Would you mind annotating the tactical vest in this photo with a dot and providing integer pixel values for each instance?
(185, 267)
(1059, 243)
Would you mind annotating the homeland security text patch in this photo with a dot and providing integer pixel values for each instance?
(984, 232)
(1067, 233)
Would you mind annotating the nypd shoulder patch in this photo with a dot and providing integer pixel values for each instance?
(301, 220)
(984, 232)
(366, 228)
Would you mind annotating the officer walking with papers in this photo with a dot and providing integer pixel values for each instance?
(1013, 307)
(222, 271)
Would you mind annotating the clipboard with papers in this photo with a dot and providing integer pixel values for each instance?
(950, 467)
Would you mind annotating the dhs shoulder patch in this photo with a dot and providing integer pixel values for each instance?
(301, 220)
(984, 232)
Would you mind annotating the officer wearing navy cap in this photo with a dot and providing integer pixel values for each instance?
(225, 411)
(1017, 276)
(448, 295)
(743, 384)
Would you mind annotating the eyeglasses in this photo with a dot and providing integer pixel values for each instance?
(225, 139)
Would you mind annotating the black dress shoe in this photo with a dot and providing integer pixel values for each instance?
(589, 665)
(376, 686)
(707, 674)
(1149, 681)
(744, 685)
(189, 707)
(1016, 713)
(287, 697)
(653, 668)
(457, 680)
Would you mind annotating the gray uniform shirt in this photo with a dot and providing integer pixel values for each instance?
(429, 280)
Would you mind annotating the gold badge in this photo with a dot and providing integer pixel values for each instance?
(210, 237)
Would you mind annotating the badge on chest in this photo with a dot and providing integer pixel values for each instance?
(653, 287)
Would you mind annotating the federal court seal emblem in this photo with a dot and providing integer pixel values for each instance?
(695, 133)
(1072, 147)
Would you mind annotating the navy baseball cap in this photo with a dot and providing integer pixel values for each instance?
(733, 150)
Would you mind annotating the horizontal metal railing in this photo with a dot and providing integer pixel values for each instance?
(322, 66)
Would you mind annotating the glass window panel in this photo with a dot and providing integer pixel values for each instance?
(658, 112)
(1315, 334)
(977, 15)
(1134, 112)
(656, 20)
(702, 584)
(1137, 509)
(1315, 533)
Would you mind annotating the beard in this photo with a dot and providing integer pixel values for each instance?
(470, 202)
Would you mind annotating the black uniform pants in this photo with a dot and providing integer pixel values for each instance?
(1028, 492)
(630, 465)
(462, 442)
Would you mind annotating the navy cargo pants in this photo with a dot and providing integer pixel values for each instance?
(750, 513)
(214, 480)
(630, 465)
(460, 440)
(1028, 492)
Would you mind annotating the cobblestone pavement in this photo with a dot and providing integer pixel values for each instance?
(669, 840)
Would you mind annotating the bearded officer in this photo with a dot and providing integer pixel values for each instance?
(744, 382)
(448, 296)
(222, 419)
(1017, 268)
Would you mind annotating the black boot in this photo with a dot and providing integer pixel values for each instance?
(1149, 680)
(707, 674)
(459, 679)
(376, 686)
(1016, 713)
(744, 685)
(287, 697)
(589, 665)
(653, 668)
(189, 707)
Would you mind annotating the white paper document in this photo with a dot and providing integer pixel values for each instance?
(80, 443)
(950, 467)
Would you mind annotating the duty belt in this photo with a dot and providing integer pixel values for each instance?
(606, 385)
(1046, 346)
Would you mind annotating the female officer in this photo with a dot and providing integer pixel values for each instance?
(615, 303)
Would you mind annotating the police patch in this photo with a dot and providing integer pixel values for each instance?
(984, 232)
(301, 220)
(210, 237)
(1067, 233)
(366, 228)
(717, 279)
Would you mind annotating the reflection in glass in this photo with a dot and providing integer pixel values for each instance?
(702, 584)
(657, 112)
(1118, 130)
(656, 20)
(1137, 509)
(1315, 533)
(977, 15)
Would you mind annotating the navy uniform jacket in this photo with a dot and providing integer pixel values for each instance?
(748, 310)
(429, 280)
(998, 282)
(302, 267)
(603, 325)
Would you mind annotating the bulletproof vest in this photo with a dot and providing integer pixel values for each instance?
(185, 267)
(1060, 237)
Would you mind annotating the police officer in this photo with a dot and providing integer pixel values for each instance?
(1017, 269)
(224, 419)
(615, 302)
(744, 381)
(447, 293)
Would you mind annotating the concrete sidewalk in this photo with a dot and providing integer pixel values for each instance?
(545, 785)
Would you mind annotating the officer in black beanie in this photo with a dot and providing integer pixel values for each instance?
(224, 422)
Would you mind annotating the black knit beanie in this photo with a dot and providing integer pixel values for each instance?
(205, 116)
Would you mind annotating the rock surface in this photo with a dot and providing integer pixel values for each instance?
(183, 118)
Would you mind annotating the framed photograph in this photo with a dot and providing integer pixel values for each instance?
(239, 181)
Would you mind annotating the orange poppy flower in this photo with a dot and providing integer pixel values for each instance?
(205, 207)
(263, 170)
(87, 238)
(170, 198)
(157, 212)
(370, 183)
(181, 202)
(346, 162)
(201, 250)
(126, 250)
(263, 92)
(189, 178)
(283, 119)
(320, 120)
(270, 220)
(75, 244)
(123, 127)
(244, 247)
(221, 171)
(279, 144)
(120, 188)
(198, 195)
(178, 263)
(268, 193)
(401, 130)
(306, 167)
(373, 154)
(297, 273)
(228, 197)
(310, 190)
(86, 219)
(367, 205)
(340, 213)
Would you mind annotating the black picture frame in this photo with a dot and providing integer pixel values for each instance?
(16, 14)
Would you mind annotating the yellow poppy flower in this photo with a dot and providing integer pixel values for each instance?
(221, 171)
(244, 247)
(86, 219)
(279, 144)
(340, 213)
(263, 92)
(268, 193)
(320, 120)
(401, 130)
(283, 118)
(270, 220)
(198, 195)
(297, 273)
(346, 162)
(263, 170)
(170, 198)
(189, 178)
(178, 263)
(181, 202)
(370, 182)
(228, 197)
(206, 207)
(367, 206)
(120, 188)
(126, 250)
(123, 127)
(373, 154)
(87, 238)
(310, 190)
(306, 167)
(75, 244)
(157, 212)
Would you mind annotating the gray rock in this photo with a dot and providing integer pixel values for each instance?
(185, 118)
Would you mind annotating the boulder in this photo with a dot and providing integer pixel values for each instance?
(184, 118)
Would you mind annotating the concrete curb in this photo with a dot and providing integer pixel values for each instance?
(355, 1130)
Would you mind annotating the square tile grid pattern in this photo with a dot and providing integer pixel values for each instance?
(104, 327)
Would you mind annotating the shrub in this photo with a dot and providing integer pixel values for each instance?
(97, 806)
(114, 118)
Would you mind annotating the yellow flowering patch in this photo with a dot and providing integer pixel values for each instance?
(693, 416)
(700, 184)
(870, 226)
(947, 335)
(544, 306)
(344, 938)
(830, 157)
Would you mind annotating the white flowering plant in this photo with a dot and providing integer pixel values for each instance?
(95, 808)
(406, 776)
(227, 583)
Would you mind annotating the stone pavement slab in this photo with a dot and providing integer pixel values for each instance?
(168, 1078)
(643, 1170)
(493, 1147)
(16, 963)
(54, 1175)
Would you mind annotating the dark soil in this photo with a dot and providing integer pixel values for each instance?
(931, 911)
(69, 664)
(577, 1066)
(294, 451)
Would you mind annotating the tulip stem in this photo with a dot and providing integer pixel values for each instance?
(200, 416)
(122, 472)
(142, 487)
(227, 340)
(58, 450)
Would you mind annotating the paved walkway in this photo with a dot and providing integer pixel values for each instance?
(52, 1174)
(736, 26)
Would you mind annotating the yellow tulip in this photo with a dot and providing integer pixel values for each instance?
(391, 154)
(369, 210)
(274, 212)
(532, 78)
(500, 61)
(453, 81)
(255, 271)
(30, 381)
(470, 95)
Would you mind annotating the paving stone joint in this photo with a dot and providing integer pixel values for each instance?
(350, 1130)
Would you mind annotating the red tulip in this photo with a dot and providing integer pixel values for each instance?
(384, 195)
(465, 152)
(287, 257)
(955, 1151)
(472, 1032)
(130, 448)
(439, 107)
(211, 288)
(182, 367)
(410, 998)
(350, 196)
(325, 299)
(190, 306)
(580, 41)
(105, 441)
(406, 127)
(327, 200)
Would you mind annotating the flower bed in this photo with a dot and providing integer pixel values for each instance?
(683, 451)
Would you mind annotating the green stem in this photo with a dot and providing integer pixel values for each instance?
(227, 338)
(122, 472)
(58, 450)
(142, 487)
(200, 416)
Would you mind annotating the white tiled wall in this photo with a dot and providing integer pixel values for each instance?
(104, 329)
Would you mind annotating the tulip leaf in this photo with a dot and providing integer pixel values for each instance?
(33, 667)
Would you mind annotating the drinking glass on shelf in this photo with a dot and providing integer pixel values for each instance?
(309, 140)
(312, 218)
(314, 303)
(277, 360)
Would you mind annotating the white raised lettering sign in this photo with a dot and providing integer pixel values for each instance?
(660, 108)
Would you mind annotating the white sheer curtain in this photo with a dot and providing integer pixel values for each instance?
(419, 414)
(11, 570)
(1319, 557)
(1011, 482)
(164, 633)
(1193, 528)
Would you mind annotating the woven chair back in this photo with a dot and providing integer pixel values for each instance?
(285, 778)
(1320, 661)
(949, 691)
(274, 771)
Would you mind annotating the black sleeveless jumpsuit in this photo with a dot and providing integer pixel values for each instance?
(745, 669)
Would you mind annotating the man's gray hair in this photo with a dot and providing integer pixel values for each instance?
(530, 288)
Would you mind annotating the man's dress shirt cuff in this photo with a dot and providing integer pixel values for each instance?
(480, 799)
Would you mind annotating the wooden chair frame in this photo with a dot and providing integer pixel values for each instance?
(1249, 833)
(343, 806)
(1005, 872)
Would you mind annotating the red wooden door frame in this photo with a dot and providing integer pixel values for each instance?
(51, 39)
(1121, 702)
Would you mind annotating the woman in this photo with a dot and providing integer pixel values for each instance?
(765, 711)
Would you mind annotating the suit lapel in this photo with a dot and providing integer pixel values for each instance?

• [Task details] Exactly and only the lines from the line containing "Would you mind annotating the man's dress" through the last line of the entries should be copied, both ends included.

• [The response]
Would you mind annotating the man's dress shirt cuff in this photo with a dot and providing integer pixel values for each instance?
(480, 799)
Would you mind annotating the wooden chair frame in this photo with a dot and providing integer pixel values for each instance?
(1249, 833)
(343, 806)
(1005, 872)
Would you mind annotating the red wooden door frame in this photo with a dot and providing integer pixel values for each instance?
(51, 39)
(1121, 702)
Would you mind annotating the woman in this photo with a dot and providing integer pixel values for each instance?
(765, 711)
Would you mind annotating the suit lapel in this photo with a dot and providing integer pixel values for each instance?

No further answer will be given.